_AIM_
Gather every line in the records below that contains the word "shoe" and copy each one in full. Case counts.

▬▬▬▬▬▬▬▬▬▬

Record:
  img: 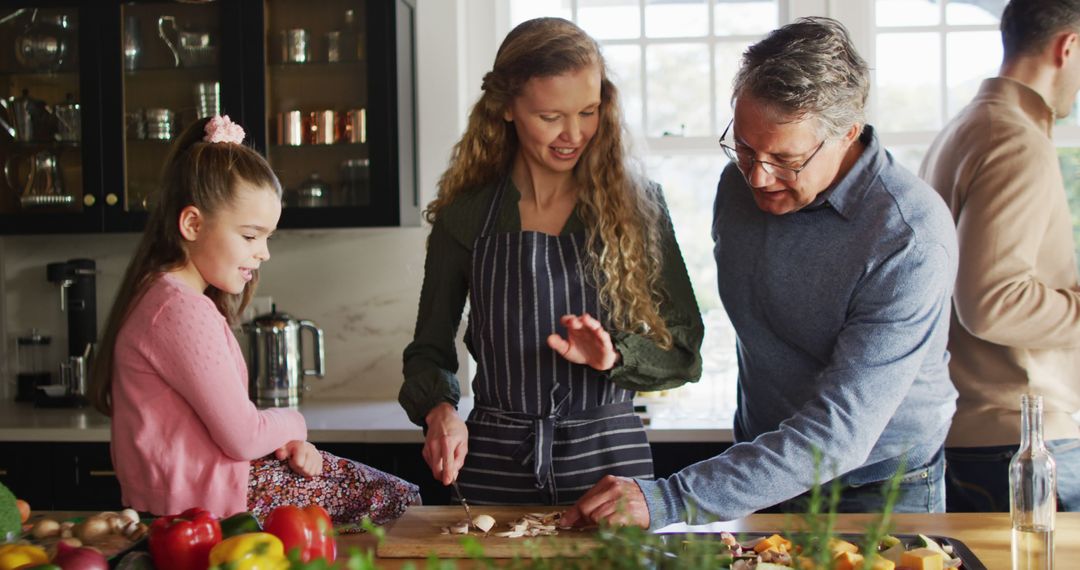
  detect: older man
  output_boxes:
[920,0,1080,511]
[566,18,957,528]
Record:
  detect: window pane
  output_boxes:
[886,145,930,178]
[645,0,708,38]
[646,43,713,136]
[1057,148,1080,269]
[510,0,572,28]
[714,42,750,128]
[604,45,645,135]
[874,33,942,132]
[945,0,1008,26]
[713,0,780,36]
[578,0,642,40]
[647,154,738,420]
[874,0,941,26]
[945,31,1001,117]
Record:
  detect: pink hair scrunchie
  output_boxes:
[203,114,244,145]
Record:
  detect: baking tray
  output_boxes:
[658,531,987,570]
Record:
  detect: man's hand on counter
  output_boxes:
[559,475,649,529]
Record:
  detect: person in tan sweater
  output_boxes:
[919,0,1080,511]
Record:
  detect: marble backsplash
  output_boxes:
[0,228,453,399]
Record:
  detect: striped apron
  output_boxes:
[458,179,652,504]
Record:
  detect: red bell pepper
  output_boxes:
[262,504,337,562]
[150,508,221,570]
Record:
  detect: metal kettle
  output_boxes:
[242,306,326,407]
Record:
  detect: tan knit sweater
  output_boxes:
[919,78,1080,447]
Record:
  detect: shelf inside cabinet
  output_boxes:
[124,65,220,76]
[0,69,79,79]
[270,59,367,73]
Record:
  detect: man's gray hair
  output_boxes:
[731,17,870,138]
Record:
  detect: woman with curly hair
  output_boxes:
[399,18,704,504]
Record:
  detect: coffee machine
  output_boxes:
[41,259,97,407]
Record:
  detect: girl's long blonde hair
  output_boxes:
[424,17,672,349]
[89,118,282,416]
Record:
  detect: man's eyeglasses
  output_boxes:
[720,119,828,182]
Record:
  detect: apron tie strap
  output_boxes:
[475,399,634,492]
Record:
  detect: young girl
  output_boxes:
[91,117,418,523]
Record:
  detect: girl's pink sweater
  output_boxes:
[112,274,308,516]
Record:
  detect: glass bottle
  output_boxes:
[1009,394,1057,570]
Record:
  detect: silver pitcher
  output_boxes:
[3,150,75,207]
[158,16,217,67]
[15,9,69,71]
[242,309,326,407]
[0,90,56,143]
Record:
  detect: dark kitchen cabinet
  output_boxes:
[0,0,419,233]
[0,442,121,511]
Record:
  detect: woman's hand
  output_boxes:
[559,475,650,529]
[274,439,323,477]
[423,402,469,485]
[548,313,619,371]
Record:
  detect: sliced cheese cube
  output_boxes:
[900,548,945,570]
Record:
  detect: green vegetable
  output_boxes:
[0,483,23,543]
[916,534,949,558]
[221,513,262,539]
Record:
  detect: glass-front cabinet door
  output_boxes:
[105,1,240,229]
[264,0,415,228]
[0,2,100,232]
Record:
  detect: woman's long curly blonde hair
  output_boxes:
[424,17,672,349]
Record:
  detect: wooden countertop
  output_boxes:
[33,505,1080,570]
[338,505,1080,570]
[0,397,732,444]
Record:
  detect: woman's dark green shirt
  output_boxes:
[397,184,704,426]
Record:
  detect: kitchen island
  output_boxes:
[0,397,732,444]
[338,506,1080,570]
[0,398,731,511]
[31,505,1080,570]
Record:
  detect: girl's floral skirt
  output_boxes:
[247,450,420,525]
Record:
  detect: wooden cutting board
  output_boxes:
[376,505,596,558]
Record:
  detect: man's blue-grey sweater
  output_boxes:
[637,126,957,529]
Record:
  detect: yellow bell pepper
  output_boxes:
[0,544,49,570]
[210,532,288,570]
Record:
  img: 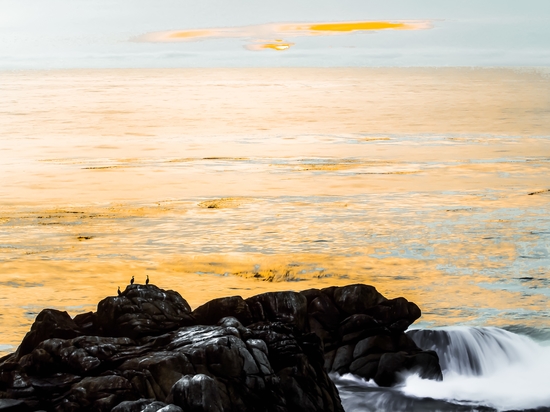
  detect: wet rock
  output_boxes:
[0,399,32,412]
[0,285,441,412]
[246,292,307,330]
[96,285,195,339]
[333,284,386,316]
[16,309,81,358]
[167,374,225,412]
[193,296,253,326]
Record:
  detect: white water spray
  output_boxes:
[399,327,550,411]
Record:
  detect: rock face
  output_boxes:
[0,285,441,412]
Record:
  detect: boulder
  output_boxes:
[0,285,441,412]
[246,292,307,331]
[16,309,81,358]
[193,296,252,326]
[96,285,195,339]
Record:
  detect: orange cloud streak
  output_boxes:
[134,20,432,51]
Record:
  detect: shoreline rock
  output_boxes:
[0,284,442,412]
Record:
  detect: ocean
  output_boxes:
[0,68,550,411]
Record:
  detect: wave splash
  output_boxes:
[333,327,550,412]
[400,327,550,411]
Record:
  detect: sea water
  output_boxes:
[334,326,550,411]
[0,69,550,411]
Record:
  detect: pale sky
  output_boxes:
[0,0,550,69]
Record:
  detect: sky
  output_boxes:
[0,0,550,70]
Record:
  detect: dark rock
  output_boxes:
[97,285,195,339]
[0,399,32,412]
[308,294,342,330]
[0,285,441,412]
[333,284,386,316]
[16,309,81,358]
[374,352,407,386]
[246,292,307,330]
[167,374,227,412]
[193,296,253,325]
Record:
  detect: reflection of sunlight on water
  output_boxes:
[0,70,550,358]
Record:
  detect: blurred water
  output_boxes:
[0,69,550,364]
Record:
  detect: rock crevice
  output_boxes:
[0,284,441,412]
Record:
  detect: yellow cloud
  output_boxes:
[134,20,432,51]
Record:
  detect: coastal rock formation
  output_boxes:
[0,285,441,412]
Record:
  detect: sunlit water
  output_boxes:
[334,327,550,412]
[0,69,550,411]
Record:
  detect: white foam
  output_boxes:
[399,327,550,410]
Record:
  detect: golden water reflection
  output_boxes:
[0,69,550,352]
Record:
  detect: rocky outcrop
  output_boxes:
[0,285,441,412]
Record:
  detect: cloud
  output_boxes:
[133,20,432,51]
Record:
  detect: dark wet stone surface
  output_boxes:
[0,285,441,412]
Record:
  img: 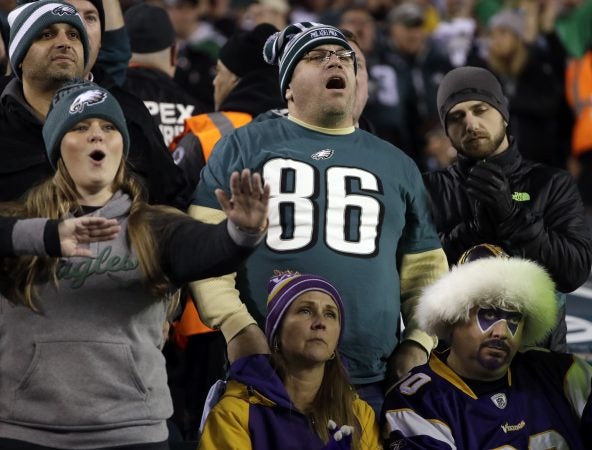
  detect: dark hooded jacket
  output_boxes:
[424,139,592,292]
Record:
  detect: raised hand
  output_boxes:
[215,169,269,234]
[323,420,354,450]
[58,217,121,256]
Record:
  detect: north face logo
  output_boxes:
[51,5,76,16]
[70,89,107,114]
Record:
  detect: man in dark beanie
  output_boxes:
[124,3,207,146]
[165,23,285,437]
[424,67,592,351]
[0,0,191,208]
[189,22,448,412]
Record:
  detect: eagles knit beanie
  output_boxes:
[436,66,510,134]
[43,81,129,169]
[265,272,345,346]
[263,22,357,97]
[16,0,105,36]
[8,0,89,79]
[218,23,278,77]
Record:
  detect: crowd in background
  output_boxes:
[0,0,592,207]
[0,0,592,446]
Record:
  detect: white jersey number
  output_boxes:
[263,158,382,255]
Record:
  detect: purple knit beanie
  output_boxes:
[265,272,345,346]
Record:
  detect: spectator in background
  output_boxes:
[337,6,419,159]
[124,3,206,147]
[381,245,592,450]
[169,0,226,110]
[387,3,453,163]
[0,0,189,208]
[240,0,290,31]
[171,23,285,189]
[432,0,477,67]
[565,44,592,229]
[471,9,572,167]
[424,67,592,351]
[199,272,381,450]
[0,16,10,73]
[62,0,131,86]
[164,24,284,438]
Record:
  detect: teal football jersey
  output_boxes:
[194,118,440,383]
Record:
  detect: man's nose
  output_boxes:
[465,113,479,131]
[491,319,508,338]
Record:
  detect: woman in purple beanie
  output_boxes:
[199,272,382,450]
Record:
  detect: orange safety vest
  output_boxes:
[169,111,253,162]
[169,111,253,348]
[565,50,592,157]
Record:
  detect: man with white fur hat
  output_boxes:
[382,244,592,450]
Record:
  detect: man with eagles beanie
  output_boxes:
[381,244,592,450]
[190,22,447,411]
[0,0,190,208]
[424,67,592,351]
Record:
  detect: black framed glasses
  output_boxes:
[302,50,356,64]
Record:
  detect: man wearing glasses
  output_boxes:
[190,22,447,411]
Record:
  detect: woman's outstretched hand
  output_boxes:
[215,169,269,234]
[58,217,121,256]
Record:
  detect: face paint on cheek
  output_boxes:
[476,308,522,336]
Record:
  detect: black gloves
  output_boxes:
[466,161,517,222]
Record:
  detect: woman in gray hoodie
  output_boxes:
[0,82,269,450]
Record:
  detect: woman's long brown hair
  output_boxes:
[271,344,362,450]
[0,159,187,310]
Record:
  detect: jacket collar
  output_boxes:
[229,355,296,410]
[457,136,522,175]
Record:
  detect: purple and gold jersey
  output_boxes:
[382,350,592,450]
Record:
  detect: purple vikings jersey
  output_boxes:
[382,350,592,450]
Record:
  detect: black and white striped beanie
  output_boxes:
[8,0,89,79]
[263,22,357,96]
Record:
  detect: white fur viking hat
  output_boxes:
[416,246,557,347]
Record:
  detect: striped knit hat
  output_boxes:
[43,80,129,169]
[265,272,345,346]
[8,0,89,79]
[263,22,357,96]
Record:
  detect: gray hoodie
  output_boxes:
[0,193,260,449]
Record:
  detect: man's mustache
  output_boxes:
[481,339,511,353]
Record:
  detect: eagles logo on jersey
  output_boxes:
[70,89,107,114]
[311,148,335,161]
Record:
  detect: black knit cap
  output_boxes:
[16,0,105,36]
[218,23,279,77]
[437,66,510,134]
[123,3,175,53]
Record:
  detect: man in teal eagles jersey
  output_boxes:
[190,23,447,409]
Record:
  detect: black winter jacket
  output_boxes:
[424,142,592,292]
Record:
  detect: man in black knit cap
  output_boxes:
[424,67,592,351]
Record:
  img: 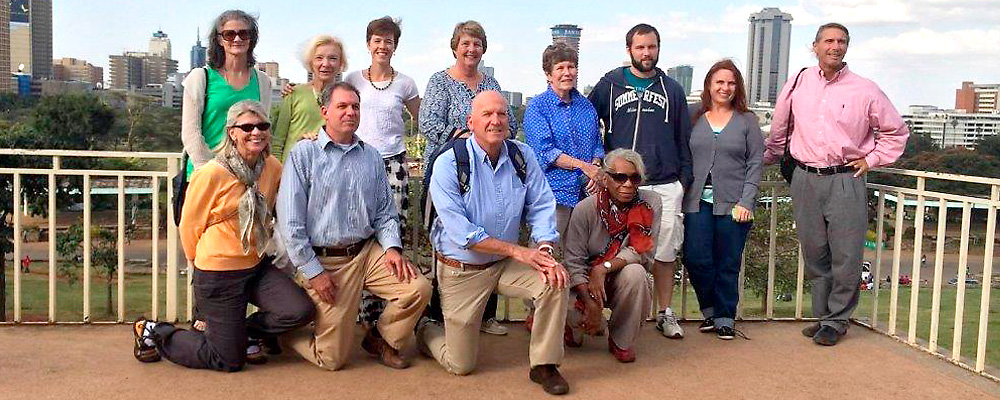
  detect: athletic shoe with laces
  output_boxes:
[479,318,507,336]
[656,311,684,339]
[698,317,715,333]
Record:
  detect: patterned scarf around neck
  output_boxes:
[591,189,653,265]
[215,146,272,257]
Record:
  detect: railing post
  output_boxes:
[951,202,972,361]
[906,176,926,344]
[83,175,91,322]
[11,173,23,323]
[976,185,1000,372]
[927,198,948,353]
[166,158,183,322]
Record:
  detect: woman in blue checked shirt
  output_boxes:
[524,43,604,336]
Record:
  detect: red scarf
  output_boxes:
[591,189,653,266]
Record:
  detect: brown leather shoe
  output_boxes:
[528,364,569,395]
[361,328,410,369]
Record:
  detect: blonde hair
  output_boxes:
[302,35,347,73]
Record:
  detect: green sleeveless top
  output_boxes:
[187,67,260,180]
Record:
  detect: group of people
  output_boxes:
[125,10,908,394]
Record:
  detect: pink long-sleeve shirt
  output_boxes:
[764,65,910,168]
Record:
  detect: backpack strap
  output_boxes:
[451,138,472,195]
[504,140,528,184]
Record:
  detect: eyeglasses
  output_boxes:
[232,122,271,133]
[219,29,256,42]
[608,172,642,185]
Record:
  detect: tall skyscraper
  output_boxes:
[747,7,792,105]
[149,31,172,58]
[550,24,583,54]
[667,64,694,96]
[191,28,208,69]
[0,0,14,93]
[8,0,52,79]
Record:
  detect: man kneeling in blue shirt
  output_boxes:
[417,91,569,394]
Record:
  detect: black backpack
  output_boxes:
[421,130,528,234]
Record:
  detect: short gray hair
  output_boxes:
[601,149,646,182]
[219,100,271,155]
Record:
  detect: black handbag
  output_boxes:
[172,152,188,225]
[781,68,806,185]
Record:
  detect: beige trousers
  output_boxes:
[285,240,431,370]
[421,258,567,375]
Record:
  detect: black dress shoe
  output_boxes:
[528,364,569,394]
[802,322,819,337]
[813,326,844,346]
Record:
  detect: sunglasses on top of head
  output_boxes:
[232,122,271,133]
[219,29,255,42]
[608,172,642,185]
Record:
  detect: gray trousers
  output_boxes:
[792,168,868,333]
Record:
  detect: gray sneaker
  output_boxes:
[479,318,507,336]
[656,311,684,339]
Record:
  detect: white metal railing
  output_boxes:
[0,149,1000,381]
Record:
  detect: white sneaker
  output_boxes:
[656,309,684,339]
[479,318,507,336]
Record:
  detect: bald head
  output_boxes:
[468,90,510,148]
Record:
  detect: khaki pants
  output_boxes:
[286,240,431,370]
[421,259,567,375]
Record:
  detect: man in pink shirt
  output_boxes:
[764,23,909,346]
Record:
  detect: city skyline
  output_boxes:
[47,0,1000,109]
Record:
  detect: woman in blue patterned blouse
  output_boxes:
[524,43,604,334]
[418,21,517,335]
[419,21,517,170]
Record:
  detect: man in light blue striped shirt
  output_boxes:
[277,83,431,370]
[417,91,569,394]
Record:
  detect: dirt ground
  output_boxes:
[0,322,1000,399]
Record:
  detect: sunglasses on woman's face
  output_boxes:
[608,172,642,185]
[233,122,271,133]
[219,29,254,42]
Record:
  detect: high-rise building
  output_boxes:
[550,24,583,54]
[667,64,694,96]
[955,82,1000,114]
[747,7,792,105]
[903,106,1000,149]
[52,58,104,85]
[108,51,177,90]
[149,31,172,58]
[9,0,52,79]
[257,61,280,79]
[191,28,208,69]
[0,0,14,93]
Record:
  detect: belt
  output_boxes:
[795,160,858,175]
[434,251,503,270]
[313,238,370,257]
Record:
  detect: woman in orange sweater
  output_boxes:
[133,100,314,372]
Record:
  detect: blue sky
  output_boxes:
[53,0,1000,111]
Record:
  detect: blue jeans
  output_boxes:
[684,201,753,327]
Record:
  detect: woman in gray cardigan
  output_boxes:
[683,60,764,340]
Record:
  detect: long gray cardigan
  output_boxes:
[683,111,764,215]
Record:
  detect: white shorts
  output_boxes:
[643,181,684,262]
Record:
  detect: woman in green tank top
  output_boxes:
[181,10,271,177]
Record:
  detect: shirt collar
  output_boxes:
[316,126,365,153]
[469,134,507,170]
[545,84,580,106]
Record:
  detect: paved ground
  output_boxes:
[0,323,1000,400]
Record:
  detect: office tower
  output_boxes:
[667,65,694,96]
[550,24,583,54]
[191,28,208,69]
[149,31,171,58]
[747,7,792,105]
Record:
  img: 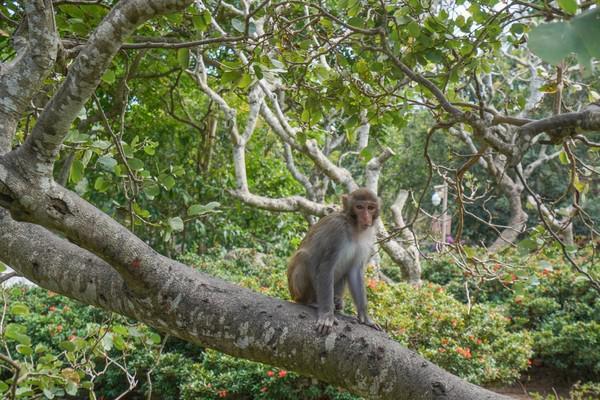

▬▬▬▬▬▬▬▬▬▬

_SOLUTION_
  detect: athletic shoe with laces
  detect: brown leather shoe
  detect: black dress shoe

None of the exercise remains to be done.